■ **EXERCISE TASK**
Reproduce the records word for word, from the line containing "Question. The photo above holds the green" through the final line of the records, both included.

■ **SOURCE MATERIAL**
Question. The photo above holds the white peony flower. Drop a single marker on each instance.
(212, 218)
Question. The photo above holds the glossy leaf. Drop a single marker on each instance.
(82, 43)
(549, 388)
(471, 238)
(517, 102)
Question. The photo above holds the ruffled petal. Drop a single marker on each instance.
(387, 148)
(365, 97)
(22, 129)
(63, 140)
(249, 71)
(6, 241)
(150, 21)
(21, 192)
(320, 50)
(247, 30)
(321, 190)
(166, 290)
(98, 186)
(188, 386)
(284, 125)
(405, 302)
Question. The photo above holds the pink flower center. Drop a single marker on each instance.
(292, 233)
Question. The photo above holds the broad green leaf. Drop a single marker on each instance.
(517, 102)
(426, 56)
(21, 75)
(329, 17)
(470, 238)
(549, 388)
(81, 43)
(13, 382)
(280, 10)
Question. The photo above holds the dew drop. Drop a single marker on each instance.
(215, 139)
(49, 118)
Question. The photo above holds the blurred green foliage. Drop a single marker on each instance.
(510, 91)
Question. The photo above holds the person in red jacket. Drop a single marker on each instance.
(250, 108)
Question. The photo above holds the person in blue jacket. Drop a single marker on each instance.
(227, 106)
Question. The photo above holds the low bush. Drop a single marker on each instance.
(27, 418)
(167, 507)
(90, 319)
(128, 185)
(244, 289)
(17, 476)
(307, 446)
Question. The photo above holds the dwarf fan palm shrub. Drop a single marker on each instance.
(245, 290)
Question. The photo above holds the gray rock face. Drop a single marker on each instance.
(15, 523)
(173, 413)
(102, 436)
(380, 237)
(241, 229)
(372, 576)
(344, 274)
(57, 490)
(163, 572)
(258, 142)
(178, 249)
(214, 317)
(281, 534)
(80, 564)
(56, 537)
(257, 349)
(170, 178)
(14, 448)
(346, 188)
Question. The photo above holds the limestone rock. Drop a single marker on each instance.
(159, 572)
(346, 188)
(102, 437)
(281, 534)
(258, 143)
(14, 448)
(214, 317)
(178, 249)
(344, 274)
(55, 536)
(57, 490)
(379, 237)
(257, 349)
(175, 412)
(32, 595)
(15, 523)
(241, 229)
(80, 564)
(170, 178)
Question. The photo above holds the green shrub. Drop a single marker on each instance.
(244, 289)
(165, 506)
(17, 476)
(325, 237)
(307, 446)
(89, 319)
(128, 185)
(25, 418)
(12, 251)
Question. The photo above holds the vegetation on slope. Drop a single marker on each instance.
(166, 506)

■ **RESULT FOR THIS EXERCISE**
Question. The photo above holds the green shrub. Drop a single marker on each instance.
(244, 289)
(165, 506)
(17, 476)
(325, 237)
(307, 446)
(89, 319)
(128, 185)
(25, 418)
(12, 251)
Question. The photo above holds the vegetation on slope. Drop a single marker on each instance.
(166, 506)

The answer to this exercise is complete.